### Work required
Locate each line in the records containing the string "Target" and copy those lines out in full. Case matters when matching.

### Material for this task

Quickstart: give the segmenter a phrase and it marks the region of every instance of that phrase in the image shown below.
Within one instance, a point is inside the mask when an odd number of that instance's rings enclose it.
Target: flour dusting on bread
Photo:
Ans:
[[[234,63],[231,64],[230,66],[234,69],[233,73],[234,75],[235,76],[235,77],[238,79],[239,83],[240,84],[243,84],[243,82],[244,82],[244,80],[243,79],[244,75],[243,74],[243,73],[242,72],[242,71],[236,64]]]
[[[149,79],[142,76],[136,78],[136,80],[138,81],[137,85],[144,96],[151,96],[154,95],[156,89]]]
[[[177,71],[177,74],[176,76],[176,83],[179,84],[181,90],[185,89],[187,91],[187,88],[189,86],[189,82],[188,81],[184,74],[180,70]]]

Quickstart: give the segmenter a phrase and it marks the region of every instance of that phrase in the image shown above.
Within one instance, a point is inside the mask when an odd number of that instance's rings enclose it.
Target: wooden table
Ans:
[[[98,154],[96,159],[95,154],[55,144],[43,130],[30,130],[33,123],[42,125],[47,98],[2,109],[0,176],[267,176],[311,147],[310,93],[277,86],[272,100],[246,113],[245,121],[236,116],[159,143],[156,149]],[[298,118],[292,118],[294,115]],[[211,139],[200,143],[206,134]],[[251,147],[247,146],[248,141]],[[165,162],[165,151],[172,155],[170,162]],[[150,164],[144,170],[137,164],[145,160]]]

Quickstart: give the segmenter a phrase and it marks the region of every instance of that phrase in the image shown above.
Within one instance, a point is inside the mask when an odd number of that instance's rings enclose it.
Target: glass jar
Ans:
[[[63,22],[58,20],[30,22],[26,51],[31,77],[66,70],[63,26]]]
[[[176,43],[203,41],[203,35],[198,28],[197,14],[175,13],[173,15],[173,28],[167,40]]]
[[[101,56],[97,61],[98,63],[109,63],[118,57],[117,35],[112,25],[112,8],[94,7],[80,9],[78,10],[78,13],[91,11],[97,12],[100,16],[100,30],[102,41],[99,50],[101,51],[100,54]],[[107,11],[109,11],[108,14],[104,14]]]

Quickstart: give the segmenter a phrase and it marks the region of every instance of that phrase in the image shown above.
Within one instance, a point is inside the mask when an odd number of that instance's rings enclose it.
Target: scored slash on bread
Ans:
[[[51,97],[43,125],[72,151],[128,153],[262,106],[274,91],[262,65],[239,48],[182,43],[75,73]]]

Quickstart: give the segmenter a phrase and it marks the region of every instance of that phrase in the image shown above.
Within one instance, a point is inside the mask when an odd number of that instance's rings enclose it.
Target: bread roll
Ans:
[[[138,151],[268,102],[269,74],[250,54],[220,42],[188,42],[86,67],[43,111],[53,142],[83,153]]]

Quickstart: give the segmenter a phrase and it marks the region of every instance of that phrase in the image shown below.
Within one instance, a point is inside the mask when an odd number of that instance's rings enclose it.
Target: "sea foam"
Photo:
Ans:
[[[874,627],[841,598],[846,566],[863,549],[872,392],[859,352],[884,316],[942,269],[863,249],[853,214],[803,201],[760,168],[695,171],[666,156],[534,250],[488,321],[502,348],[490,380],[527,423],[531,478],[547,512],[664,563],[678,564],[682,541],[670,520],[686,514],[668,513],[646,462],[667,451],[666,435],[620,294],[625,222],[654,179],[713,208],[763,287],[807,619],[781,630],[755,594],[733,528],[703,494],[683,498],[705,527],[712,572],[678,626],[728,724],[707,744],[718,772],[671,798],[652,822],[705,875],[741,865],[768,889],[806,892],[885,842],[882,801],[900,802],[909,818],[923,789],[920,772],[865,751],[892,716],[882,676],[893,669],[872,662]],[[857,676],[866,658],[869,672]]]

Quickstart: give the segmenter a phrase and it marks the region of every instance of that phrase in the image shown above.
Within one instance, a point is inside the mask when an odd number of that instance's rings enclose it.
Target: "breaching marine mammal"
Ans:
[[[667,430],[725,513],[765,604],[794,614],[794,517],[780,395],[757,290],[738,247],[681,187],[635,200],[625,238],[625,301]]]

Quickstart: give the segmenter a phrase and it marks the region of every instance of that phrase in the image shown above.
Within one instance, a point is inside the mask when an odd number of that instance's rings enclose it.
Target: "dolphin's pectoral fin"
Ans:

### Task response
Target: flour dusting on bread
Target: wooden table
Target: glass jar
Target: scored slash on bread
Target: bread roll
Target: "sea foam"
Target: "breaching marine mammal"
Target: "dolphin's pectoral fin"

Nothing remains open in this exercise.